ЗАДАНИЯ.
(a) Ответьте на вопросы по тексту о доме бабушки Мавры:
(i) Что лежало на столе в избе?
(ii) В каком году родилась мама?
(iii) Какие слова пели женщины в такт, работая трепалом?
(b) Верните дословно фрагмент текста о доме бабушки Мавры от слов «Холсты, как рассказывала» до слов «полотна и холщевины.».

Дом бабушки Мавры

Мы любили наш деревенский дом и всё, что с ним связано.  Состоял он из передней избы, горницы, сеней, чулана, крыльца и какой-то пристройки типа веранды. В избе стоял длинный гладкий стол из струганых досок, широкая лавка со спинкой по одну сторону стола, и такая же, только без спинки, по другую. На столе лежал столешник - старинная скатёрка с мережкой – узорчатой полоской-вышивкой. В углу висела большая икона под холщовым рушником, нарядно вышитым крестиком красными петухами. И столешник, и полотенце были домоткаными.

  Холсты, как рассказывала мама, женщины выделывали сами кустарным способом. Она не только помнила, как это делали раньше другие, но и сама мяла-трепала лён. Родилась мама Александра Григорьевна в 1912 году, сейчас ей исполнилось бы 100 лет со дня рождения. Бабушки мои Прасковья Матвеевна и Мавра Дмитриевна родились в деревне в конце девятнадцатого века. Так что они своими девичьими ручками изготавливали полотна и холщевины.

Цветёт лён нежными голубенькими цветочками. Как созреет, собирали его девушки и женщины, замачивали в чанах,  вытаскивали и мяли, долго-долго трепали деревянным трепалом, обминали мялицей, били отмятую мочку, зубчатой дощечкой весёлкой очищали от кострыки. Собирались молодицы и старухи в какое-нибудь местечко – вместе скубсти (в переносном смысле «драть за волоса», щипать кудель) лён. Начали лён трепать, так надо с ним не стоять. Работая трепалом, дружно припевали в такт: «Ходи лавка, ходи печь! Ходи лавка, ходи печь!» на мотив плясовой «Барыни» - «Барыня ты моя, сударыня ты моя». Работа тяжёлая, монотонная, и, чтобы как-то её оживить, не давая ногам и телу затекать, пели и приплясывали в такт. Старшая женщина руководила процессом и определяла, когда заканчивать работу. Посмотрит - скажет:

- Ну, девки, ишшо не готово, надо лён еще раз перетрепать – нечист, недотрёпан.

НАБОР ДАННЫХ.

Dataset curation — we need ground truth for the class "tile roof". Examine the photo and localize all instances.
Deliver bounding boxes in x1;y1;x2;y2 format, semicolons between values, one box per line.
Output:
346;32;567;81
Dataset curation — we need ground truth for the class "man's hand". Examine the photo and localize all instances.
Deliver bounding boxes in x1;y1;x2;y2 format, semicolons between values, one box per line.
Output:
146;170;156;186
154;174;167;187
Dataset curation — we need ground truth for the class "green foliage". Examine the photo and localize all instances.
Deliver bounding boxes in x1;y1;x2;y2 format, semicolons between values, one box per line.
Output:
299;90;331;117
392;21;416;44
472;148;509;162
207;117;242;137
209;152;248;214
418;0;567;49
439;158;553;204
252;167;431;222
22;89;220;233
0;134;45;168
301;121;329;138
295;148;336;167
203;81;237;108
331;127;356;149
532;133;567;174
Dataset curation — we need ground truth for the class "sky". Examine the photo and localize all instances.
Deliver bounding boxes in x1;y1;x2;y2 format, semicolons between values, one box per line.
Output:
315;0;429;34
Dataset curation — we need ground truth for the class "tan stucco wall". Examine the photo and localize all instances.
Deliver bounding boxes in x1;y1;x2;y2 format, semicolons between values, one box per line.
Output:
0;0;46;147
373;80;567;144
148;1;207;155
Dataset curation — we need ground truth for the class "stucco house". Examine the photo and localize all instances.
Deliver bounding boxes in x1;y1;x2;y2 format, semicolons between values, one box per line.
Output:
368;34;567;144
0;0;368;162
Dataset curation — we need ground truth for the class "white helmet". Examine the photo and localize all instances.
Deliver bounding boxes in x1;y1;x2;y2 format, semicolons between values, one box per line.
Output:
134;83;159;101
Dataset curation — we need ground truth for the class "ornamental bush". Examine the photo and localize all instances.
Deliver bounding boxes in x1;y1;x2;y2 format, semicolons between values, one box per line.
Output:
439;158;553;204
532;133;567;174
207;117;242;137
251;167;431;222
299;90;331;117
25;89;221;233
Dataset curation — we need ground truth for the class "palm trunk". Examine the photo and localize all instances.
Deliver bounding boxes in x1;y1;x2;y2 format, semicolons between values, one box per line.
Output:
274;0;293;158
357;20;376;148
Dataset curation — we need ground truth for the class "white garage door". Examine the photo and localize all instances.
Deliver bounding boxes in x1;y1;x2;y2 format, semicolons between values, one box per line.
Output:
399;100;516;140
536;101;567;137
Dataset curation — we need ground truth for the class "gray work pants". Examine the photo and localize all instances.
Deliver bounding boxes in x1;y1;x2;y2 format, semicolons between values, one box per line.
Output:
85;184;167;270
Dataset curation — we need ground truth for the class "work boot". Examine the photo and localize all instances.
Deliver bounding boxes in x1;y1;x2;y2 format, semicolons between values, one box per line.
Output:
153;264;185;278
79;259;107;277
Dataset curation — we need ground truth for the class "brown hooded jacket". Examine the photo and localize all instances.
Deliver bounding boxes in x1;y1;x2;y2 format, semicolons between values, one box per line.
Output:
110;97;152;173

ОТВЕТЫ К ЗАДАНИЯМ.
(a)
(i) Столешник, то есть старинная скатёрка с мережкой.
(ii) В 1912 году.
(iii) «Ходи лавка, ходи печь! Ходи лавка, ходи печь!»

(b)
Холсты, как рассказывала мама, женщины выделывали сами кустарным способом. Она не только помнила, как это делали раньше другие, но и сама мяла-трепала лён. Родилась мама Александра Григорьевна в 1912 году, сейчас ей исполнилось бы 100 лет со дня рождения. Бабушки мои Прасковья Матвеевна и Мавра Дмитриевна родились в деревне в конце девятнадцатого века. Так что они своими девичьими ручками изготавливали полотна и холщевины.